DOCUMENT SEGMENT section start

There is evidence in the apocalypses for groups with the tripartite social structure that is typical of secret societies. At the top is a single seer (Ezra in 4 Ezra, Baruch in 2 Baruch, Isaiah in the Ascension of Isaiah). Below the seer is an inner circle: the wise who receive the esoteric books from Ezra; Baruch’s core group of five followers whom he teaches in private; and Isaiah’s inner circle who witness his visionary trance. Below the inner circle are the people, followers who do not have access to the secret teachings. They receive only the exoteric books from Ezra; Baruch addresses them only in public; and they are sent away from Isaiah’s visionary séance. This hierarchical structure is also reminiscent of the structure of the Qumran community.

Stone argues that these apocalypses also function as “authentication machinery.” They give us indirect evidence of actual practices and such in Jewish secret societies. Notable is the reference in the Testament of Moses to the hiding of the teachings of Moses in a scroll jar, an obvious parallel to the scroll jars found at Qumran. And the Similitudes of Enoch, the Book of the Luminaries, and the Book of Daniel present their pseudo-esoteric teachings as sealed away and only to be unsealed to future generations.

I have learned a lot from this book. It has helped me to look at the ancient evidence in new ways. The analysis of the texts in terms of the structure and worldview of secret societies provides a valuable new filter for understanding aspects of ancient Judaism.

DOCUMENT SEGMENT section end
RECORDS section start

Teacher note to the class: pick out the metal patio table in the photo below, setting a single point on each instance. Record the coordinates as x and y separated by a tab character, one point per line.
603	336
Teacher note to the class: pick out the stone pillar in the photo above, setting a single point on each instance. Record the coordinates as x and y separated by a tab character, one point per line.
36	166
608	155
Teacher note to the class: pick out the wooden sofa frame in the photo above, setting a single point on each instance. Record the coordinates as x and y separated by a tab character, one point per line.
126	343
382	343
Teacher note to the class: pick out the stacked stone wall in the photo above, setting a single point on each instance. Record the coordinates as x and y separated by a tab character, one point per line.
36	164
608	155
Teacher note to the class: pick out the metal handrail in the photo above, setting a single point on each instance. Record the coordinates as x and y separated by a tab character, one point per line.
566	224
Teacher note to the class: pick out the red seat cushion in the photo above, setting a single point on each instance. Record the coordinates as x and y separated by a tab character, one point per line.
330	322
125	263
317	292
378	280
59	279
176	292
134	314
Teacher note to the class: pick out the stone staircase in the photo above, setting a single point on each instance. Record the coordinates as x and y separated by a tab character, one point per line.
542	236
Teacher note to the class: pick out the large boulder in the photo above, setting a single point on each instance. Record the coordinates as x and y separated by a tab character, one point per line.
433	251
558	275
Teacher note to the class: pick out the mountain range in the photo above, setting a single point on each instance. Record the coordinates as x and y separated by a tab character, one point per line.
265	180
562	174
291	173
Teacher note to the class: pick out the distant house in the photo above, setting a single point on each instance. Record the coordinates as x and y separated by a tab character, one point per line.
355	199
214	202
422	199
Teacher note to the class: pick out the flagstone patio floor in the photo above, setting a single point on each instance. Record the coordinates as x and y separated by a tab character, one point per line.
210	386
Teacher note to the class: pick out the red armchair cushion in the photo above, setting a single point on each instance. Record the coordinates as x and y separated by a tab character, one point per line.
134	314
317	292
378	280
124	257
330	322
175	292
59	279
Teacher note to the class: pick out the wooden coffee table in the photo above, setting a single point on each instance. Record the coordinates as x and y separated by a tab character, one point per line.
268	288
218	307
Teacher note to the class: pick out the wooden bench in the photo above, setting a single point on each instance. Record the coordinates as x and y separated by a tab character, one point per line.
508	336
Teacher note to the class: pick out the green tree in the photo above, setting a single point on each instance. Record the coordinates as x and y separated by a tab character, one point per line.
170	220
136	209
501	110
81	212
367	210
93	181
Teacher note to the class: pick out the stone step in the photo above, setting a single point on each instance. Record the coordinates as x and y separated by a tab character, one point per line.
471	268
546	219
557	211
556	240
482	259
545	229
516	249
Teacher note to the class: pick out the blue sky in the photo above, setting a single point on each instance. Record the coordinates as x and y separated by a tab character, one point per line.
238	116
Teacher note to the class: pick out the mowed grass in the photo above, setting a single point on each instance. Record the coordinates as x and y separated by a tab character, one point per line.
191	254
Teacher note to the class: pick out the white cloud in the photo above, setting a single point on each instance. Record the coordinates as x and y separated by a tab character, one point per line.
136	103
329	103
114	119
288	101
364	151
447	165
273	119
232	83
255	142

RECORDS section end

→ WHAT YOU WILL DO:
1 – For each statement, say yes or no on whether it agrees with the review of the book on secret societies, and quote the deciding words of the review exactly.
(a) Baruch teaches a core group of five followers in private.
(b) The people receive the esoteric books from Ezra.
(c) The Testament of Moses refers to the teachings of Moses being hidden in a scroll jar.
2 – Answer these questions from the review of the book on secret societies.
(a) Who is the single seer at the top in 2 Baruch?
(b) What phrase does Stone use for a function of these apocalypses?
(c) Which three works present their pseudo-esoteric teachings as sealed away?
3 – Return the passage of the review of the book on secret societies that begins at the words "There is evidence" and stops after "the Qumran community.", copied without any change.
The material has no connection to the review of the book on secret societies.

→ EXPECTED RESULTS:
1 –
(a) Yes: "Baruch’s core group of five followers whom he teaches in private"
(b) No: "They receive only the exoteric books from Ezra"
(c) Yes: "the reference in the Testament of Moses to the hiding of the teachings of Moses in a scroll jar"

2 –
(a) Baruch
(b) "authentication machinery"
(c) The Similitudes of Enoch, the Book of the Luminaries, and the Book of Daniel

3 –
There is evidence in the apocalypses for groups with the tripartite social structure that is typical of secret societies. At the top is a single seer (Ezra in 4 Ezra, Baruch in 2 Baruch, Isaiah in the Ascension of Isaiah). Below the seer is an inner circle: the wise who receive the esoteric books from Ezra; Baruch’s core group of five followers whom he teaches in private; and Isaiah’s inner circle who witness his visionary trance. Below the inner circle are the people, followers who do not have access to the secret teachings. They receive only the exoteric books from Ezra; Baruch addresses them only in public; and they are sent away from Isaiah’s visionary séance. This hierarchical structure is also reminiscent of the structure of the Qumran community.